Records shown >>
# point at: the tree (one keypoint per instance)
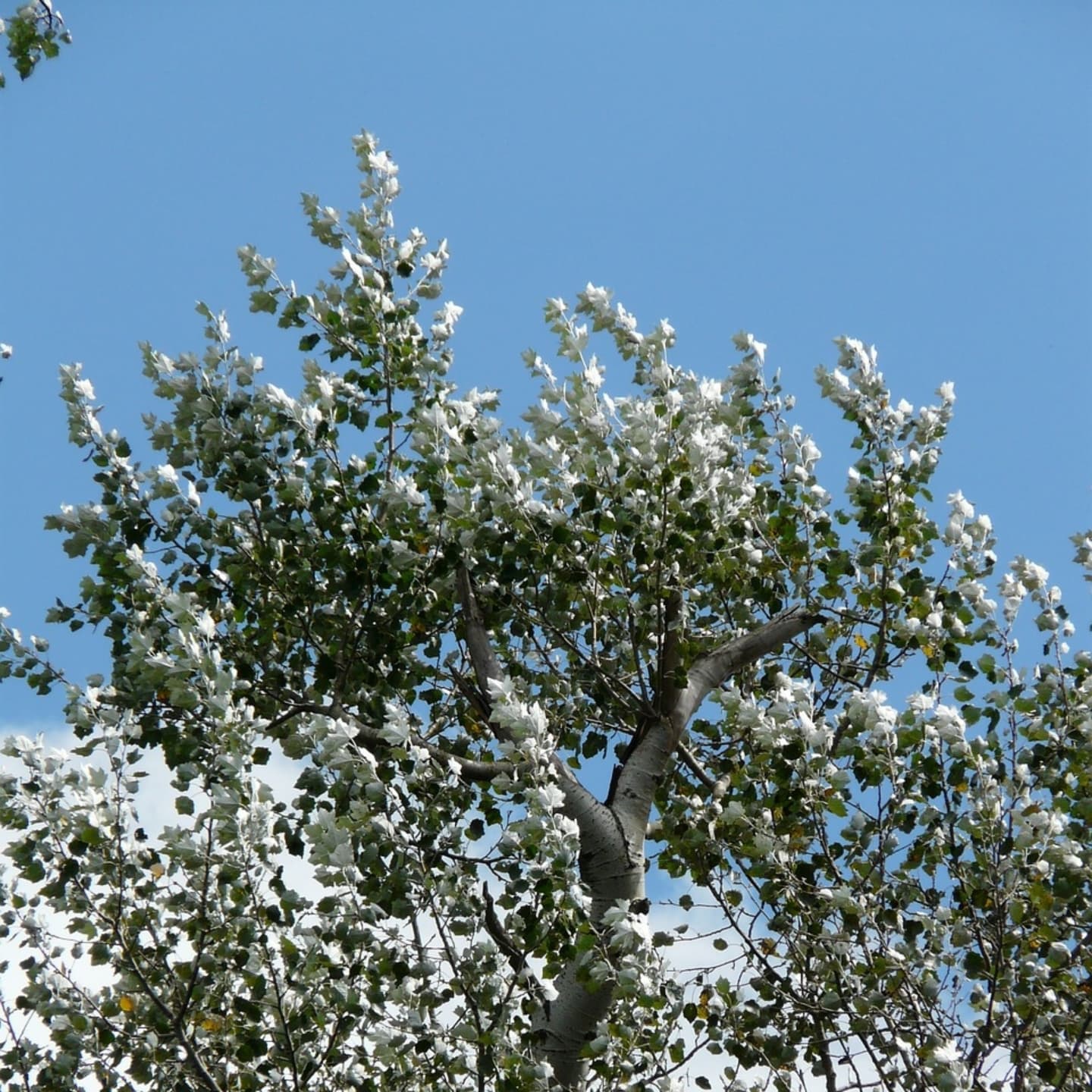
(450, 629)
(34, 32)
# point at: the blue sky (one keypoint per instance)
(918, 176)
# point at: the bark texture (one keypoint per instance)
(613, 831)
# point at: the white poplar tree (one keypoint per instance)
(448, 626)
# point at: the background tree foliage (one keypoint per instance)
(34, 32)
(452, 629)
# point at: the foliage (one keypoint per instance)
(447, 635)
(34, 32)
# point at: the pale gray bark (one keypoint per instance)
(613, 833)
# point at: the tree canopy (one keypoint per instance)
(627, 752)
(34, 32)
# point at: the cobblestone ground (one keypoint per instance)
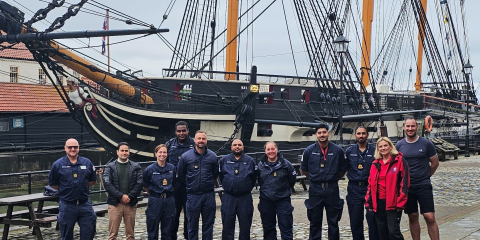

Problem >> Rewrite every line from the one containing "# point at: the background" through the last line, offsetting each coordinate in the answers by 100. Leave the pictures out.

The solution >>
# point at: the background tree foliage (one keypoint per instance)
(134, 132)
(552, 729)
# point at: the foliage (one keypoint per instance)
(547, 735)
(134, 132)
# point at: the pale gray bark (one keypoint per instance)
(713, 933)
# point at: the tree canopy (one keypoint per instance)
(727, 852)
(134, 132)
# point at: the cobblestone ground (one keypoint per instance)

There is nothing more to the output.